- **PASSAGE**:

┄┄┄┄┄┄┄┄┄┄┄┄┄┄┄┄┄┄┄┄

Some of the defining problems of our era are overwhelmingly huge and interconnected issues, like climate change, pollution and loss of biodiversity. The science involved in figuring out these problems is challenging. It is difficult to formulate good theories about complex systems like the weather, for example, and professional scientists often struggle to collect enough data to test their predictions. The reality is that scientists simply can’t solve these challenges on their own. And that's where you come in...
While individual "citizen scientists" might only put in a few hours of work a year, their collective efforts add up to an enormous value.
For example, nearly 90% of all species and habitat records in the United Kingdom are collected by volunteers . Globally, citizen scientists engaged in biodiversity surveillance are estimated to contribute time in-kind worth up to 2.5 billion US dollars per year . That corresponds to about 40% of the annual budget of the U.S. National Science Foundation across all scientific disciplines.
 The Conservation Volunteers  Theobald et al. (2015). Global change and local solutions: Tapping the unrealized potential of citizen science for biodiversity research. Biological Conservation, 181, 236-244.
Whether it's cycling to work, an evening bike ride or a long-distance adventure, you spend a lot of time outside with your bike. This means you are in an excellent position to make observations about nature.
Finding the right bike gear, finding a way to strap all that gear to your bike, finding a route through areas you haven't traveled to before, or finding a way to communicate with people who don't share your language - as a cyclist you frequently find creative solutions for tricky and unusual problems. The same creativity is a great asset for engaging in scientific research.

┄┄┄┄┄┄┄┄┄┄┄┄┄┄┄┄┄┄┄┄

- **SOURCE INFORMATION**:
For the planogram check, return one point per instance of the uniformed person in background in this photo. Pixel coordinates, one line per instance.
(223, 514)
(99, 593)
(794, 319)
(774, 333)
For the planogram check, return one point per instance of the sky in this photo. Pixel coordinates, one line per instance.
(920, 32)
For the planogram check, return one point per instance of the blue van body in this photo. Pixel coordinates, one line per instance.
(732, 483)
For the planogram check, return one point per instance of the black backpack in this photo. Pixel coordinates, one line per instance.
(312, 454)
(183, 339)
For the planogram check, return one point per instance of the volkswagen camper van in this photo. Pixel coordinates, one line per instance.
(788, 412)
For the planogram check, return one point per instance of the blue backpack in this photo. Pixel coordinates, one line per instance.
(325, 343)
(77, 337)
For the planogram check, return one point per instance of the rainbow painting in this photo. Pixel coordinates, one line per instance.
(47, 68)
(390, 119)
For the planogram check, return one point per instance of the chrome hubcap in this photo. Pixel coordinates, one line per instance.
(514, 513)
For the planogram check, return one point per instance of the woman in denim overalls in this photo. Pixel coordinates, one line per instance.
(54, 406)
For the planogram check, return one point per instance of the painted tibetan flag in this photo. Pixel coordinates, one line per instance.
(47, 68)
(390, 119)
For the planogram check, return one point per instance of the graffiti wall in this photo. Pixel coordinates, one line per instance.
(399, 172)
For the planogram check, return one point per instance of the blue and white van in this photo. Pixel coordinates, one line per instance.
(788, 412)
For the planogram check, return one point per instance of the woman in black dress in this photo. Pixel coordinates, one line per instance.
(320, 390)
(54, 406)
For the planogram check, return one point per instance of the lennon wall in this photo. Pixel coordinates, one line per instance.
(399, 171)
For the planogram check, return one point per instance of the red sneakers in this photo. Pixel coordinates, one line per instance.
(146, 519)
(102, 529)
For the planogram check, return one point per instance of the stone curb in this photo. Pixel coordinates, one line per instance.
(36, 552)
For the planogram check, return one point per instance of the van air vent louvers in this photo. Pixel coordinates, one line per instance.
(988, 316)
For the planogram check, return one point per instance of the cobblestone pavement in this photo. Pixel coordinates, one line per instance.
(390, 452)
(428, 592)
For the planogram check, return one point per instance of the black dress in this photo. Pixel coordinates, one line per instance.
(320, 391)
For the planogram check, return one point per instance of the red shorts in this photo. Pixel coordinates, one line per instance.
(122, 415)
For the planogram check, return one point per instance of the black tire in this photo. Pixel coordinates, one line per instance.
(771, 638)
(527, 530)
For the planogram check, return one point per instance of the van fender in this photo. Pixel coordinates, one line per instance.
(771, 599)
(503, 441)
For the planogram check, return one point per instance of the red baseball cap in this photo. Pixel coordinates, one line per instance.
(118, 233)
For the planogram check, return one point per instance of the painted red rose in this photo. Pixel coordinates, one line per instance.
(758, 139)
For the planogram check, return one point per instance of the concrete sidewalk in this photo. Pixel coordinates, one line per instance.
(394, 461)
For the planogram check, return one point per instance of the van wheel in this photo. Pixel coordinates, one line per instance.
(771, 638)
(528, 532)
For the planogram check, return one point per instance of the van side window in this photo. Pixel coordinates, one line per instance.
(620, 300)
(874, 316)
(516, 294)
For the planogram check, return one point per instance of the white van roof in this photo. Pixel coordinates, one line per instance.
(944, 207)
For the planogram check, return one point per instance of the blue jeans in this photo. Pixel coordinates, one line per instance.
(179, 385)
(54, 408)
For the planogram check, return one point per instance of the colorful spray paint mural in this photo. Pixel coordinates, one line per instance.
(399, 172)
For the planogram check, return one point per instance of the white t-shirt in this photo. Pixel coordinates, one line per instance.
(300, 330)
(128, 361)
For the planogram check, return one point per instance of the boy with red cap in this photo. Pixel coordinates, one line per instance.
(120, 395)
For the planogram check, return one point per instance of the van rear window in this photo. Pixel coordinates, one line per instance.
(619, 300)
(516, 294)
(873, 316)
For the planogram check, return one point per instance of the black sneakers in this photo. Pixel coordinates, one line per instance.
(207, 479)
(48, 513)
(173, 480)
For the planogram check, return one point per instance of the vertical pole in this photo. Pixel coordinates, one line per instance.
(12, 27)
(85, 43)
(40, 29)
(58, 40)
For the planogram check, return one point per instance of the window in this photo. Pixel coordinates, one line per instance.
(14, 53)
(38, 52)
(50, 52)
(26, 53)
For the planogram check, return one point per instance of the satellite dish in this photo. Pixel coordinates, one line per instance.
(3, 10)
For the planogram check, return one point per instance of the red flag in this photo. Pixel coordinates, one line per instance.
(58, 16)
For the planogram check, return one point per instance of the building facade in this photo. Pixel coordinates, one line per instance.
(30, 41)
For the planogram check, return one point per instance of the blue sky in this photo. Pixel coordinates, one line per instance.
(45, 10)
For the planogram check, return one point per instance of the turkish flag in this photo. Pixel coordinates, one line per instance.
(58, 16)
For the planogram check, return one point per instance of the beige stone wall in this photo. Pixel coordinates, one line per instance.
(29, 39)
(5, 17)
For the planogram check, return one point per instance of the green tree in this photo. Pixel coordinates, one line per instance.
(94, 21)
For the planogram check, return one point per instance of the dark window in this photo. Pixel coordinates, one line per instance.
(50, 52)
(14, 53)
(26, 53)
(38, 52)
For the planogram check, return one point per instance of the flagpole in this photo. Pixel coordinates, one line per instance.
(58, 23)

┄┄┄┄┄┄┄┄┄┄┄┄┄┄┄┄┄┄┄┄

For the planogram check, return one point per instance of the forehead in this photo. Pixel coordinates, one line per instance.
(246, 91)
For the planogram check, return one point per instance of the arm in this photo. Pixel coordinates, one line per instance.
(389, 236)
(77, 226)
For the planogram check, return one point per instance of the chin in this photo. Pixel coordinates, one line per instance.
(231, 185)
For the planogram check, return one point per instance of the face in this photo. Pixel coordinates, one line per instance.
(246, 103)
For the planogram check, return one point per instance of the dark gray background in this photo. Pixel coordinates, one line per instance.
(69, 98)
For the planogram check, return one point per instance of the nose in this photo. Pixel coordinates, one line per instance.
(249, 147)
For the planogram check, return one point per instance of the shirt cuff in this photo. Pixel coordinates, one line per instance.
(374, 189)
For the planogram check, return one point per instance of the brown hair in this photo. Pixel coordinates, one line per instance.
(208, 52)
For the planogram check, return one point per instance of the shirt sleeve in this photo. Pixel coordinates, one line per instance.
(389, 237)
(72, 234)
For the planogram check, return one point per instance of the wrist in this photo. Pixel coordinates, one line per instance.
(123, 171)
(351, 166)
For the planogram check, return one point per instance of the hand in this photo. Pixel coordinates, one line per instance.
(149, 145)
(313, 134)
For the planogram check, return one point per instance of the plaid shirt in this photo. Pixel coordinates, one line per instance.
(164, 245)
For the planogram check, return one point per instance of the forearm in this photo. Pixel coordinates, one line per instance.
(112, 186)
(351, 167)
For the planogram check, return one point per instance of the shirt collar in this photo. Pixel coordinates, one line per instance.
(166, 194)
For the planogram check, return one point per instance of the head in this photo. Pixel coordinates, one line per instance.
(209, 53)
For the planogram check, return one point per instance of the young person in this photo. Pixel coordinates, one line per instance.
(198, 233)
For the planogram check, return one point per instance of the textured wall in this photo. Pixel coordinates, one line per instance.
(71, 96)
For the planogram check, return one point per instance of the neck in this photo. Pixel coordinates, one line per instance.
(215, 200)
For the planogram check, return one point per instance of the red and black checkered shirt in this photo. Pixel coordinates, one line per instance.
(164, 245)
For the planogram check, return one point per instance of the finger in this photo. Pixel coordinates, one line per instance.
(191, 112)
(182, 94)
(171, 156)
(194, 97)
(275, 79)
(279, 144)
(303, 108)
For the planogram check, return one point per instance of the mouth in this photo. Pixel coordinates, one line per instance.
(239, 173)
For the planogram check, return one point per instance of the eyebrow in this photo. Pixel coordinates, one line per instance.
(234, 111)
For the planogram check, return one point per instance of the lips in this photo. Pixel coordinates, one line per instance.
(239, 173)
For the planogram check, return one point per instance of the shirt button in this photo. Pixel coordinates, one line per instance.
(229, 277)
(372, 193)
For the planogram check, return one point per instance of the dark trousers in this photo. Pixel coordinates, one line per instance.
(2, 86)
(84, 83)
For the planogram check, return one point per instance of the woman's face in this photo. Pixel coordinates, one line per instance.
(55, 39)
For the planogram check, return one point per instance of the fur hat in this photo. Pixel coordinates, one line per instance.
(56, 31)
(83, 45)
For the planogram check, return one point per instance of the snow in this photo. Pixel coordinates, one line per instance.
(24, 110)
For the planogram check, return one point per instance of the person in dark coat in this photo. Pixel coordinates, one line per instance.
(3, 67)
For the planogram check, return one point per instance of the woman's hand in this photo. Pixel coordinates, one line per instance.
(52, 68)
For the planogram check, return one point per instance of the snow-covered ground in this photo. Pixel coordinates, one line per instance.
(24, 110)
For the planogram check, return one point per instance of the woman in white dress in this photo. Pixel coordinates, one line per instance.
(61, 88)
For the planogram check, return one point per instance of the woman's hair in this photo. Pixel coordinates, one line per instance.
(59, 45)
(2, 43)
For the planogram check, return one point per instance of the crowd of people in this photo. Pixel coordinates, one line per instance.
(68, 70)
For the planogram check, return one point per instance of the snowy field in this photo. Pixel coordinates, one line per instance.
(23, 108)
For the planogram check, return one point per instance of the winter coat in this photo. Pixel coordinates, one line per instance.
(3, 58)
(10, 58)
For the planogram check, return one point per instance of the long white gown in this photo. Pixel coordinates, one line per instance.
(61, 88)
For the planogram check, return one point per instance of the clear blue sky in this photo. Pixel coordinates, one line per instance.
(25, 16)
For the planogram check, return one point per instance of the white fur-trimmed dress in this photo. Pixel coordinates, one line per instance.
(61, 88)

┄┄┄┄┄┄┄┄┄┄┄┄┄┄┄┄┄┄┄┄

- **ACTIVITY LIST**:
1/ According to the citizen science passage, what share of species and habitat records in the United Kingdom is collected by volunteers?
2/ Why, according to the citizen science passage, are cyclists in an excellent position to make observations about nature?
3/ Return, word for word, the portion of the citizen science passage between "The Conservation Volunteers" and "observations about nature.", inclusive.
Rely solely on the citizen science passage when responding.

- **EXPECTED RESPONSES**:
1/ Nearly 90%.

2/ Cyclists spend a lot of time outside with their bikes, whether commuting, taking an evening ride or going on a long-distance adventure. That time outdoors puts them in an excellent position to observe nature.

3/
The Conservation Volunteers  Theobald et al. (2015). Global change and local solutions: Tapping the unrealized potential of citizen science for biodiversity research. Biological Conservation, 181, 236-244.
Whether it's cycling to work, an evening bike ride or a long-distance adventure, you spend a lot of time outside with your bike. This means you are in an excellent position to make observations about nature.